## WHAT TO DO
Return, word for word, only the lines from the one containing "Where can you see the side" through the last line of the entries.
━━━ DATA TO USE
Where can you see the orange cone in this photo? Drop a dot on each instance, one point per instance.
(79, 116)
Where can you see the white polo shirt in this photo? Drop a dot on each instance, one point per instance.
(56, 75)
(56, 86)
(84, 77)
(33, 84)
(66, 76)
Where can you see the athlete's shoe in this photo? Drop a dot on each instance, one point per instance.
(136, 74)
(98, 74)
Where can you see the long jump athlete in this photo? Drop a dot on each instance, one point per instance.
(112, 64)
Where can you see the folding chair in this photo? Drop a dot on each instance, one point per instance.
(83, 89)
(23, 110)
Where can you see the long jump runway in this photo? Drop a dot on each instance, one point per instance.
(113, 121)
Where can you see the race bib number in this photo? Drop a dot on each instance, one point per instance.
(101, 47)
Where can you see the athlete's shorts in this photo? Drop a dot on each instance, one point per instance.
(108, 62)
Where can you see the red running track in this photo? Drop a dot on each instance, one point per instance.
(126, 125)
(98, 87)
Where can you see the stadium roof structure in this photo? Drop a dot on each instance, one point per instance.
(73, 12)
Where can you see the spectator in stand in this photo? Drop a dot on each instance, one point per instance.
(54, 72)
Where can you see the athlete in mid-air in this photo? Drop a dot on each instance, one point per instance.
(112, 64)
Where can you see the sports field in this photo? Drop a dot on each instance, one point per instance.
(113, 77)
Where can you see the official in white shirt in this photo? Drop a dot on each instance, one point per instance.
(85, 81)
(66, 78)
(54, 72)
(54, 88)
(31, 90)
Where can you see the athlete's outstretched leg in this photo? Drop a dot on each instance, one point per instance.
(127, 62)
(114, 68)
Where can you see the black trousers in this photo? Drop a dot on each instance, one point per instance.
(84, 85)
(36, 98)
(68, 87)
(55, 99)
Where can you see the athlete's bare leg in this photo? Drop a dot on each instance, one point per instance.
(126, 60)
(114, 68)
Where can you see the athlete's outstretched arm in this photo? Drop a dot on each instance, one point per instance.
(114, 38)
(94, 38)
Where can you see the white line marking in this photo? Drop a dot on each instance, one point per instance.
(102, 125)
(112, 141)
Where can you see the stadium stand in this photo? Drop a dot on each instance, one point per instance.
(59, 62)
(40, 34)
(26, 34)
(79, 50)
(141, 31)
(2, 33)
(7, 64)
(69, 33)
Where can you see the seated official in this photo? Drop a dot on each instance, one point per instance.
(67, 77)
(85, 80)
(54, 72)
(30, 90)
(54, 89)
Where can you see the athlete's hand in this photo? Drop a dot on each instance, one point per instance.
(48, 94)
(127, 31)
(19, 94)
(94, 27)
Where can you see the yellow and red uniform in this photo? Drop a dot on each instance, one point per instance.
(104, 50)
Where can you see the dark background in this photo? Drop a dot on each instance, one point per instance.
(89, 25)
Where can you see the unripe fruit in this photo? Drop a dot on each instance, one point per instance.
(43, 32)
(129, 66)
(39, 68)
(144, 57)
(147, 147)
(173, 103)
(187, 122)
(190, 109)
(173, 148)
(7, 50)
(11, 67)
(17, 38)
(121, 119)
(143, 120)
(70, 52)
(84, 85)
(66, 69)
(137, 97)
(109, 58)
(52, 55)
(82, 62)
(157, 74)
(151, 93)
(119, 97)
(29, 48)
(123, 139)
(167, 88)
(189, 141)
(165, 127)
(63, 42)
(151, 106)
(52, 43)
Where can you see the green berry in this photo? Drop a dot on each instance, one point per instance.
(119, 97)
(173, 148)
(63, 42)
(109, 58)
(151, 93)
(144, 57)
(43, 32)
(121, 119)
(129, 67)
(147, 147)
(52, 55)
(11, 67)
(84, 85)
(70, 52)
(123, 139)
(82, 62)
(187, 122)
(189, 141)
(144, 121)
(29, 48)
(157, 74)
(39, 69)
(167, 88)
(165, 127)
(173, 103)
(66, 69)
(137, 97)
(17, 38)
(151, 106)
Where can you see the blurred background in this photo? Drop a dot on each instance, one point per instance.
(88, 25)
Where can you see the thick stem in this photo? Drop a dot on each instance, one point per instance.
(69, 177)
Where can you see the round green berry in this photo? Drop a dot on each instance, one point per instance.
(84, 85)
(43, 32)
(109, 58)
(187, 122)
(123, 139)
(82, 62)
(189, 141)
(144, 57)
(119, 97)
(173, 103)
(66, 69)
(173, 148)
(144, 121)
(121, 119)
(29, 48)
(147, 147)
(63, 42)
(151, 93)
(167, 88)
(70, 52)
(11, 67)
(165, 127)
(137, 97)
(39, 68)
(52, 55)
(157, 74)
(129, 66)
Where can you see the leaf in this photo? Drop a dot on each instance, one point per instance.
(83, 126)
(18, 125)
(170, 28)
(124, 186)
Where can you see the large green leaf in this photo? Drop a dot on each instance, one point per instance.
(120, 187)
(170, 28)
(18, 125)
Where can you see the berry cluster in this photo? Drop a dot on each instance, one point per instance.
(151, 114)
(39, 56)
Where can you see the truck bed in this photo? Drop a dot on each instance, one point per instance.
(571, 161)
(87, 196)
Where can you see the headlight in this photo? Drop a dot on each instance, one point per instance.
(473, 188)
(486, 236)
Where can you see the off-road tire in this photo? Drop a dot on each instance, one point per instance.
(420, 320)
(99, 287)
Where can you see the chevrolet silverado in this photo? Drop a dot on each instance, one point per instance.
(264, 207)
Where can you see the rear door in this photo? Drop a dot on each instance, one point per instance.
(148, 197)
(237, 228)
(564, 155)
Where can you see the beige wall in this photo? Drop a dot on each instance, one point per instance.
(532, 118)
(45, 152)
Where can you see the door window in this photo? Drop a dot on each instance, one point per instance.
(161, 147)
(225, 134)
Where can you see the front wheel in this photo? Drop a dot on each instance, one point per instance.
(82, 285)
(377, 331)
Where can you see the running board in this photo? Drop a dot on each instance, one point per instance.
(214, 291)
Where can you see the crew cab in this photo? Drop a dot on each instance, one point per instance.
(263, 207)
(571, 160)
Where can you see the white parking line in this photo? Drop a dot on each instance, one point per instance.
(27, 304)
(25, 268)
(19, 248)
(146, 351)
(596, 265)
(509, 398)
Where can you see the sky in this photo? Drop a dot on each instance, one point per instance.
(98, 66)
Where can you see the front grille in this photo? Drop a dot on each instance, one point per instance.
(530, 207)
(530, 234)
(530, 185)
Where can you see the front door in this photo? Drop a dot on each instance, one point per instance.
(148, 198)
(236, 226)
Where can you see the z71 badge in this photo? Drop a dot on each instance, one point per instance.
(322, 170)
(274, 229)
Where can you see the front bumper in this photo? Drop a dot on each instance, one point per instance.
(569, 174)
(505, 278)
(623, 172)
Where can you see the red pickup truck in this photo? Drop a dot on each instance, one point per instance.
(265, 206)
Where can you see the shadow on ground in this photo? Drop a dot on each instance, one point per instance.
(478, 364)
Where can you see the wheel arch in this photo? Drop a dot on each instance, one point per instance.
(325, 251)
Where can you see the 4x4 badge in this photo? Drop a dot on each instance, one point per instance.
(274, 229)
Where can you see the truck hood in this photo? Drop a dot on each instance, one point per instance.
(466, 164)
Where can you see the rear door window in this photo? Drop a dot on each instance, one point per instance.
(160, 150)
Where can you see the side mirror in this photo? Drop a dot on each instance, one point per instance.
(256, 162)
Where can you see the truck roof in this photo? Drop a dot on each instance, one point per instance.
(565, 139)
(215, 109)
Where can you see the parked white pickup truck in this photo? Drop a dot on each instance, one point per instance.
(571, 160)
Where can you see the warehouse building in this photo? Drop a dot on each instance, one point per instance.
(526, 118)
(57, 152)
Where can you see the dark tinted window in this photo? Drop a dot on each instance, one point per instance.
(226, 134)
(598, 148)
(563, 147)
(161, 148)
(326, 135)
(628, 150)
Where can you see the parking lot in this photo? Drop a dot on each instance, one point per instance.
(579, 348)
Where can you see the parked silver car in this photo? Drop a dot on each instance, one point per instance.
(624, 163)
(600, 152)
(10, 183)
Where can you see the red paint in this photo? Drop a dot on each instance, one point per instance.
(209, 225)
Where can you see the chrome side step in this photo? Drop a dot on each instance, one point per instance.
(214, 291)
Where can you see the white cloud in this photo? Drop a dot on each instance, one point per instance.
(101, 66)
━━━━━━
## EXERCISE ANSWER
Where can you see the side mirror in this photo? Drop a dot on each instance, one point per instance.
(256, 162)
Where can you see the truck roof in this photo? Drop a dot on each instance, one point per instance.
(565, 139)
(215, 109)
Where can you see the parked white pickup truck in this photo? Drop a dot on each instance, one point per instance.
(571, 160)
Where can you see the warehouse building in this photo? Drop a dot on each instance, one point per instance.
(526, 118)
(57, 152)
Where can you see the dark tinted window in this photo? Drop a dot on each instance, one point per instance.
(226, 134)
(598, 148)
(563, 147)
(161, 148)
(326, 135)
(628, 150)
Where can you see the parking lot in this photo? Drop a dot on each instance, one point per instance.
(579, 348)
Where can you see the parked silver car in this photo? Drop a dot on each instance, one point per instance.
(624, 163)
(600, 152)
(10, 183)
Where can you see the red paint in this photo? Drop a dot on each instance, one point per instance.
(209, 225)
Where can you see the chrome side step in this photo? Drop a dot on each instance, one point per instance.
(214, 291)
Where can you see the white cloud in this photo? Drop a dot on each instance, one point per instance.
(101, 66)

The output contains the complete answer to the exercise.